EXCERPT PROVIDED section start

GENERAL SUMMARY OF OUR RESEARCH
Our lab aims to understand—at the molecular, cellular, and organismal levels—how protein unfolding in the endoplasmic reticulum (ER) causes human disease, in order to develop new therapeutic approaches for these conditions.
DETAILED SUMMARY OF OUR RESEARCH
An ER intracellular signaling pathway called the unfolded protein response (UPR) ensures that the machinery needed to fold and assemble secreted and membrane proteins is sufficient to meet cellular secretory needs. When the ER's protein folding needs outweigh its capacity to sustain the protein folding process, cells experience a distinct form of stress—"ER stress"— that triggers the UPR pathway. UPR outputs initially reduce ER stress through augmenting the levels of ER-resident chaperones and protein modification enzymatic activities; these outputs are conserved in all eukaryotes. However, if ER stress cannot be alleviated through these adaptive outputs, in higher eukaryotes such as mammals, the UPR triggers a diametrically opposite strategy to instead promote destructive outcomes, including sterile inflammation, dedifferentiation, and ultimately programmed cell death (Molecular Cell, 69(2), 2018).

EXCERPT PROVIDED section end
MATERIAL PROVIDED section start

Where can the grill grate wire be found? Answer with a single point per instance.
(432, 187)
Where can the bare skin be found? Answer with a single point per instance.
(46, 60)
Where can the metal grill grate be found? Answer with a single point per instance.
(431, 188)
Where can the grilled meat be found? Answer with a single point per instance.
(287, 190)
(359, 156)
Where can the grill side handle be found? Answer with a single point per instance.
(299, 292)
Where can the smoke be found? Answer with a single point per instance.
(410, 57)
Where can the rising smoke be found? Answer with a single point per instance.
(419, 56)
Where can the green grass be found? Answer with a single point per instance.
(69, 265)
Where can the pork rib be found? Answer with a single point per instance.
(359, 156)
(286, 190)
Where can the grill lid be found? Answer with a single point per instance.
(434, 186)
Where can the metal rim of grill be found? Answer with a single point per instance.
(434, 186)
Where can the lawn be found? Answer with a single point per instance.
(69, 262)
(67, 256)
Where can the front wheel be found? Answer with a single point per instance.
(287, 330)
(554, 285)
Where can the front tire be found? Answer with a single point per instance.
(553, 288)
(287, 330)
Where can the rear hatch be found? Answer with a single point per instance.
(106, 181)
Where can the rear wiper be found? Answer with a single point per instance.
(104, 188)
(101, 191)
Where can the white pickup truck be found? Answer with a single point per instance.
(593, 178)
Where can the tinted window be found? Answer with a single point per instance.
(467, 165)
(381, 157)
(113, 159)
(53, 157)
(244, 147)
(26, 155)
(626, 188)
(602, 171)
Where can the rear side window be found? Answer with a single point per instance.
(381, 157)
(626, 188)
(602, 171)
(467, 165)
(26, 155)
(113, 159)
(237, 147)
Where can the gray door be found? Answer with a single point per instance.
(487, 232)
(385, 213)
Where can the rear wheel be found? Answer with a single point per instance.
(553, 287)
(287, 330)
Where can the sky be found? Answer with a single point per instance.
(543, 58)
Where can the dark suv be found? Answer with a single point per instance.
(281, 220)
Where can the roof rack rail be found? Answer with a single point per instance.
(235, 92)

MATERIAL PROVIDED section end

### WORK TASK A:
In the research summary on ER stress, what is the name of the ER intracellular signaling pathway?
### WORK TASK B:
Continue the research summary on ER stress from its final sentence.

### RESPONSE AREA A:
The unfolded protein response (UPR).

### RESPONSE AREA B:
Over the last 15 years, our lab was the first to elucidate how such a pivotal ER stress-induced life-death switch is controlled in mammalian cells by the master UPR sensor/effector, IRE1alpha, an ER trans-membrane bifunctional kinase/RNAse protein. While several other labs have defined the adaptive benefits proceeding through IRE1alpha, our lab was the first to show that IRE1alpha has alternative outputs—both adaptive and destructive—depending on the strength of upstream stresses; these “Janus-faced” distinctions of IRE1 function are key to shaping therapy. For instance, in 2009, we were the first to find that IRE1alpha has alternate RNAse outputs that are controlled by its kinase domain to promote divergent cell fates under ER stress (Cell, 138, 562–575, 2009). In that study we showed that hyperactivated IRE1alpha caused the ER-localized degradation of myriad mRNAs—including those encoding ER chaperones—in mammalian cells and the consequent depletion of these mRNAs leads mammalian cells to enter apoptosis. Then in 2012 we identified a critical node in the UPR called the thioredoxin-interacting protein (TXNIP), which promotes sterile inflammation in pancreatic islet beta cells to cause development of diabetes (Cell Metabolism, 16(2): 250-64 (2012). Furthermore, we learned that TXNIP is induced post-transcriptionally by IRE1alpha as IRE1alpha degrades a set of pro-oxidant and apoptosis-inhibitory micro RNAs, such as miR-17 (Science 338 (6108) (2012)). Such post-transcriptional control may be widespread in the UPR. The recurring theme in our studies is that a transition from an adaptive to a terminal UPR promotes destructive outcomes in cells experiencing irremediably high and chronic levels of ER stress.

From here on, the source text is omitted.